Required task 1:
Copy the stretch of the passage on early Buddhist monasteries from "The moment of" through "Buddhist monasteries arose." word for word.

The moment of realisation as the King of Varanasi realises he has missed the deer but shot an innocent boy fetching water in the forest. Ajanta cave 10 mural, 1st century BC.
It was the monsoon that acted as the engine of change. For the rains made travel impossible, and since the Buddha did not want his monk drowning in floodwater, he allowed them a ‘rain retreat’. During this time the bhikkhus – literally beggars, as the Buddha called his followers – were allowed to congregate on higher ground and to live in huts of wattle or daub, or better still in natural caves in the rock face of the Himalayas and the mountains of the Western Ghats. It was from these sites, in time, that the great Buddhist monasteries arose.
The early rock cut cave monasteries of western India predate almost all the surviving written texts of Buddhism, and all we know about them comes from the Sanskrit and Pali inscriptions left on the rock walls by the monks, their patrons and their lay devotees. By then the great monasteries appear to have been as powerful as those in mediaeval Europe, and often had their own mints and owned landed estates, some of which were worked by slaves. The inscriptions show how suprisingly middle class and mercantile early Buddhism was: not only were the monasteries built along trade routes, but the patrons of these early monks were often merchants or bankers.

Data records
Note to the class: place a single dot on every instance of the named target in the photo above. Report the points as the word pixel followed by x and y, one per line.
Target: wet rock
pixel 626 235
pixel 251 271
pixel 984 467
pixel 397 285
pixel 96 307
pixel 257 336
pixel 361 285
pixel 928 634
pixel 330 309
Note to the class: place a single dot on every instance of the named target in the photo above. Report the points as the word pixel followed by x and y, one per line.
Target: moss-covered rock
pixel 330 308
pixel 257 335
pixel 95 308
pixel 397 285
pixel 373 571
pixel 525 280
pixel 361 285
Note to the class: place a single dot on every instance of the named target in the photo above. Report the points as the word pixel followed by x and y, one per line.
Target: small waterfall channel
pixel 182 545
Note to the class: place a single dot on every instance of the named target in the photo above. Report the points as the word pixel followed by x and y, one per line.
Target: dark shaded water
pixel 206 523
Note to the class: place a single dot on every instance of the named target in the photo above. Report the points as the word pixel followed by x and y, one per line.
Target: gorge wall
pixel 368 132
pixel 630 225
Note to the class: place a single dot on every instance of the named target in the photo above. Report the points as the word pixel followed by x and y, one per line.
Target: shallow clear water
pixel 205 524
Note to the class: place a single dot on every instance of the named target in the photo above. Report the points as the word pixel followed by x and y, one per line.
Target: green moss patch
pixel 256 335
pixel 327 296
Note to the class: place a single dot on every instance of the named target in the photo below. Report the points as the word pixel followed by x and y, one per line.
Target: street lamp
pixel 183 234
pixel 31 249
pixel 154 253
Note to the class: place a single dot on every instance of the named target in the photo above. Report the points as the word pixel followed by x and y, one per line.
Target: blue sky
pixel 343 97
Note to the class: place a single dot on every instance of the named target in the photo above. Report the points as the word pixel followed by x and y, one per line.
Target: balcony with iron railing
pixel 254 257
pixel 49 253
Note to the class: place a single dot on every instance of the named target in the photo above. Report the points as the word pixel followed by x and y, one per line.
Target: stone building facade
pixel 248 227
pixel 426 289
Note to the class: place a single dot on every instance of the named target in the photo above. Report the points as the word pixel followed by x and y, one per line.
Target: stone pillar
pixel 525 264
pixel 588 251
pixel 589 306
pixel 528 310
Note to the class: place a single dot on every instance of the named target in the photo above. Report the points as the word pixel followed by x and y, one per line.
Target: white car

Required task 2:
Rewrite the data records from their start through the line containing "pixel 205 524", swapping every "dot" for "mark" and leaving everything else unchanged.

Correct output 1:
The moment of realisation as the King of Varanasi realises he has missed the deer but shot an innocent boy fetching water in the forest. Ajanta cave 10 mural, 1st century BC.
It was the monsoon that acted as the engine of change. For the rains made travel impossible, and since the Buddha did not want his monk drowning in floodwater, he allowed them a ‘rain retreat’. During this time the bhikkhus – literally beggars, as the Buddha called his followers – were allowed to congregate on higher ground and to live in huts of wattle or daub, or better still in natural caves in the rock face of the Himalayas and the mountains of the Western Ghats. It was from these sites, in time, that the great Buddhist monasteries arose.

Correct output 2:
Note to the class: place a single mark on every instance of the named target in the photo above. Report the points as the word pixel followed by x and y, one per line.
Target: wet rock
pixel 626 235
pixel 251 271
pixel 984 467
pixel 397 285
pixel 96 307
pixel 257 336
pixel 361 285
pixel 928 634
pixel 330 309
Note to the class: place a single mark on every instance of the named target in the photo above. Report the points as the word pixel followed by x and y, one per line.
Target: moss-covered rock
pixel 330 308
pixel 257 335
pixel 95 308
pixel 397 285
pixel 373 571
pixel 525 280
pixel 361 285
Note to the class: place a single mark on every instance of the named target in the photo above. Report the points as the word pixel followed by x and y, one per line.
Target: small waterfall channel
pixel 182 545
Note to the class: place a single mark on every instance of the named target in the photo above. Report the points as the word pixel followed by x and y, one per line.
Target: dark shaded water
pixel 206 523
Note to the class: place a single mark on every instance of the named target in the photo above. Report the points as the word pixel followed by x and y, one per line.
Target: gorge wall
pixel 368 132
pixel 630 225
Note to the class: place a single mark on every instance of the named target in the photo above. Report the points as the word pixel followed by x and y, one per line.
Target: shallow clear water
pixel 205 524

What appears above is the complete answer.